"""

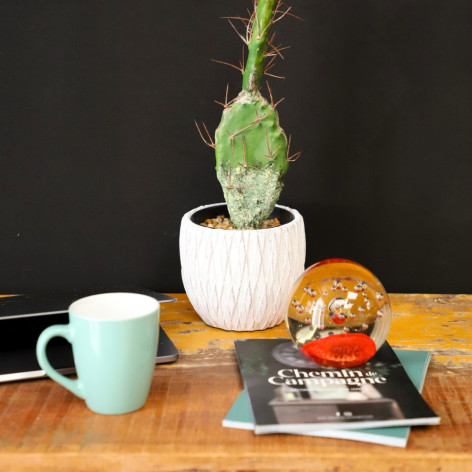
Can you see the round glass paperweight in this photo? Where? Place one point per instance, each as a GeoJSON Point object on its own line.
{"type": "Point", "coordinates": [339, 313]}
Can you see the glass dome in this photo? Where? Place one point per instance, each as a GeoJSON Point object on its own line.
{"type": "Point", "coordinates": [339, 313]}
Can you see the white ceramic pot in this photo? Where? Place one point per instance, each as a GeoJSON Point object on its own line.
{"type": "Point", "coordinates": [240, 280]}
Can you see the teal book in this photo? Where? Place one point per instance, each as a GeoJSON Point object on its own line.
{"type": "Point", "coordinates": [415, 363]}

"""
"""

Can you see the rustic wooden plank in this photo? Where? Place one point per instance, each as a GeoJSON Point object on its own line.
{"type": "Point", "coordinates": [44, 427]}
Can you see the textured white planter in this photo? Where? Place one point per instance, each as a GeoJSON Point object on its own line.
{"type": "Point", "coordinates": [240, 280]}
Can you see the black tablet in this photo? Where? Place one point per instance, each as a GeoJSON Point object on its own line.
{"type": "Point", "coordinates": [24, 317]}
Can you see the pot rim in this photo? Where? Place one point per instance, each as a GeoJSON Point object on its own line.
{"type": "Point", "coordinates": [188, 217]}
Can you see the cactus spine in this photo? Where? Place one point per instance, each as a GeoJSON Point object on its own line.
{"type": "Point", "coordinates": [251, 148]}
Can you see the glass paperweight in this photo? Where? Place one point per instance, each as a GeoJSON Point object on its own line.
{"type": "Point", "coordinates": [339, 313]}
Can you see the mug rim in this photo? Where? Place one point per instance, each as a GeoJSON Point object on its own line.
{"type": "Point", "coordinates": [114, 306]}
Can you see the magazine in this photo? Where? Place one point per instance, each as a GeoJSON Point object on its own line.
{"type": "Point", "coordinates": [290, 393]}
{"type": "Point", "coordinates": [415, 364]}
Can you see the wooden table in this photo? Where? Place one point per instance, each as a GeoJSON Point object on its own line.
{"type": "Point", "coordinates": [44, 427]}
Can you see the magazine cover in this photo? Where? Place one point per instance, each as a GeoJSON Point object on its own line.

"""
"""

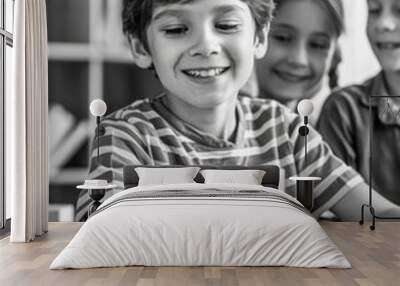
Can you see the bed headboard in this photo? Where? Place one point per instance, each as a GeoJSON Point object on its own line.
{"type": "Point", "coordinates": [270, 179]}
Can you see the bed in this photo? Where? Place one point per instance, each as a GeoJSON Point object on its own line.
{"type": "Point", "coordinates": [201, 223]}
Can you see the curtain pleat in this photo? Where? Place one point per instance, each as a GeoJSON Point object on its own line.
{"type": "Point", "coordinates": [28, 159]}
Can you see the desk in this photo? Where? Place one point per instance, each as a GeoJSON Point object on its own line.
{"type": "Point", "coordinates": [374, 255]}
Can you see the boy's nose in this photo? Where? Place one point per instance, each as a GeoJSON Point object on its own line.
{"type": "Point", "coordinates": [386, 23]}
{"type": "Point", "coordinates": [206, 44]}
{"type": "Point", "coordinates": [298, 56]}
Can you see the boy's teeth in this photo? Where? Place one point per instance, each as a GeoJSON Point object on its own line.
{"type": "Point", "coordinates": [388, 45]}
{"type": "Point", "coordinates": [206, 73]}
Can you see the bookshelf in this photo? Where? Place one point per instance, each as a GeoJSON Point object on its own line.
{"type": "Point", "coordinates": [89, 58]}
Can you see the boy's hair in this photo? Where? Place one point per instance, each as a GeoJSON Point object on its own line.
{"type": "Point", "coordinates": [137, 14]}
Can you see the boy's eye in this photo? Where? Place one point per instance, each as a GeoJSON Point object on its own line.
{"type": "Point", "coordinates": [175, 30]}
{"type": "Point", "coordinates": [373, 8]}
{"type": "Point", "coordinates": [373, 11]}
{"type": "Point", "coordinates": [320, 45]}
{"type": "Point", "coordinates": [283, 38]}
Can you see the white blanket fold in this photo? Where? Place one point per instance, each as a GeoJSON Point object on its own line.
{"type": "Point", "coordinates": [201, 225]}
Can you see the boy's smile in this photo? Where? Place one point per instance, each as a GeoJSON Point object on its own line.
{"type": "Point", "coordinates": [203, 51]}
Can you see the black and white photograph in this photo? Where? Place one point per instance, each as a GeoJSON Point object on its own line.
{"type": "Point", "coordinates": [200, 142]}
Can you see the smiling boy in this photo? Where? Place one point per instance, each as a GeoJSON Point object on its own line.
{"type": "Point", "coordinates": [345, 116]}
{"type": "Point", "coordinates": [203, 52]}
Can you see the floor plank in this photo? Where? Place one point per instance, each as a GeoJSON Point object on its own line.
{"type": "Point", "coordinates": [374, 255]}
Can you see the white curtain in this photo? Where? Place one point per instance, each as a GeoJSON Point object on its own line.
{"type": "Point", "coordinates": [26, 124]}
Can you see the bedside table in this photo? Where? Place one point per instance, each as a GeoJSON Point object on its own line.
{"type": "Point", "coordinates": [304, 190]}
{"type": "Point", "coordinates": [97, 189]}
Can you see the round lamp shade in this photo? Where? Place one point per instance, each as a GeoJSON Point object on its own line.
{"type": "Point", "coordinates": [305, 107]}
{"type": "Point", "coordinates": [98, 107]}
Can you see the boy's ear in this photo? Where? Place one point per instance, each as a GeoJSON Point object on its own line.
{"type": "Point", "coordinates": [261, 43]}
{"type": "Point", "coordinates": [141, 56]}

"""

*Required work:* Out of the material above, output word for word the line with "Can you see the pot", the line with "Can you see the magazine cover", and all lines between them, with nothing else.

*Response to the task:*
Can you see the pot rim in this photo? Where? Place one point per instance, each as a GeoJSON Point object on its own line.
{"type": "Point", "coordinates": [188, 217]}
Can you see the cactus spine in this photo? Where? Place one point per instance, each as a GeoJSON Point object on its own line.
{"type": "Point", "coordinates": [251, 148]}
Can you see the glass paperweight in this photo? Where? Place one point per instance, each as a GeoJSON Point object on its own line.
{"type": "Point", "coordinates": [339, 313]}
Can you see the mug rim in this photo? Where? Place one point per instance, each as a GeoJSON Point object on its own line.
{"type": "Point", "coordinates": [114, 306]}
Can you see the magazine in this photo? Where? Place one point per instance, each as a GeoJSON Point object on its own line.
{"type": "Point", "coordinates": [290, 393]}
{"type": "Point", "coordinates": [415, 364]}
Can you see the wooden table in this photo? Where? Place one point per instance, each as a GeoJSON Point object on its own line.
{"type": "Point", "coordinates": [44, 427]}
Can you see the magazine cover in this photo? Where? Place one point per instance, each as a GeoJSON Point object on its own line.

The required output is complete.